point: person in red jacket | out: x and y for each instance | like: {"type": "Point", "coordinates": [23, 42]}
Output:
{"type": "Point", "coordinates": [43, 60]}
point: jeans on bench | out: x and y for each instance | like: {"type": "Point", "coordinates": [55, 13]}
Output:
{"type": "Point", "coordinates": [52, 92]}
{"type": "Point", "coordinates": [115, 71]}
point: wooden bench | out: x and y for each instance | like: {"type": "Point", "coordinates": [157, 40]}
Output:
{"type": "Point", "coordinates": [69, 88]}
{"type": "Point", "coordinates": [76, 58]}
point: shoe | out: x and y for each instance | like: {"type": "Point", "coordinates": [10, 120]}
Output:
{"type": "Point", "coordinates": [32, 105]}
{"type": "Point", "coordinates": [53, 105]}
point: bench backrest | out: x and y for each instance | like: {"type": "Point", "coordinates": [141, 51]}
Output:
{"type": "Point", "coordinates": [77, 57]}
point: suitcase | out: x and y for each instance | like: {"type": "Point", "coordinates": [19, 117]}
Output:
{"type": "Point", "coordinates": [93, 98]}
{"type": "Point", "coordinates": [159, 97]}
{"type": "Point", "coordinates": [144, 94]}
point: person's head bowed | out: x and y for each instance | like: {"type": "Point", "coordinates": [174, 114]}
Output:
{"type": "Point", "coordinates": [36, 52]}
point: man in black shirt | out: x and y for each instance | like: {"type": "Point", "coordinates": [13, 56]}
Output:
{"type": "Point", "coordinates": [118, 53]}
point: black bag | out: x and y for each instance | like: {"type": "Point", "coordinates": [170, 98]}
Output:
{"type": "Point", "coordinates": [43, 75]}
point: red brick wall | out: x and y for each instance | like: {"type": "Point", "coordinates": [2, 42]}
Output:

....

Reproduce all of the records above, substituting "per instance" for every occurrence of "for each instance" and keeping everything else unchanged.

point: person in red jacket | out: x and y per instance | like: {"type": "Point", "coordinates": [23, 42]}
Output:
{"type": "Point", "coordinates": [43, 60]}
point: jeans on bench | out: x and y per instance | like: {"type": "Point", "coordinates": [55, 13]}
Output:
{"type": "Point", "coordinates": [52, 92]}
{"type": "Point", "coordinates": [115, 71]}
point: wooden bench | out: x and y per instance | like: {"type": "Point", "coordinates": [157, 40]}
Output:
{"type": "Point", "coordinates": [69, 88]}
{"type": "Point", "coordinates": [76, 58]}
point: shoe | out: x and y per instance | like: {"type": "Point", "coordinates": [10, 120]}
Output:
{"type": "Point", "coordinates": [32, 105]}
{"type": "Point", "coordinates": [53, 105]}
point: bench backrest | out: x and y per instance | like: {"type": "Point", "coordinates": [141, 51]}
Output:
{"type": "Point", "coordinates": [77, 57]}
point: suitcase | out: x and y per instance | like: {"type": "Point", "coordinates": [19, 117]}
Output:
{"type": "Point", "coordinates": [93, 98]}
{"type": "Point", "coordinates": [159, 97]}
{"type": "Point", "coordinates": [144, 94]}
point: person's head bowed | out: x and y per instance | like: {"type": "Point", "coordinates": [174, 114]}
Output:
{"type": "Point", "coordinates": [36, 52]}
point: man in black shirt | out: x and y per instance | like: {"type": "Point", "coordinates": [13, 56]}
Output:
{"type": "Point", "coordinates": [118, 53]}
point: black bag | out: x and y per instance | like: {"type": "Point", "coordinates": [170, 98]}
Output:
{"type": "Point", "coordinates": [43, 75]}
point: red brick wall | out: x and y per instance | like: {"type": "Point", "coordinates": [2, 42]}
Output:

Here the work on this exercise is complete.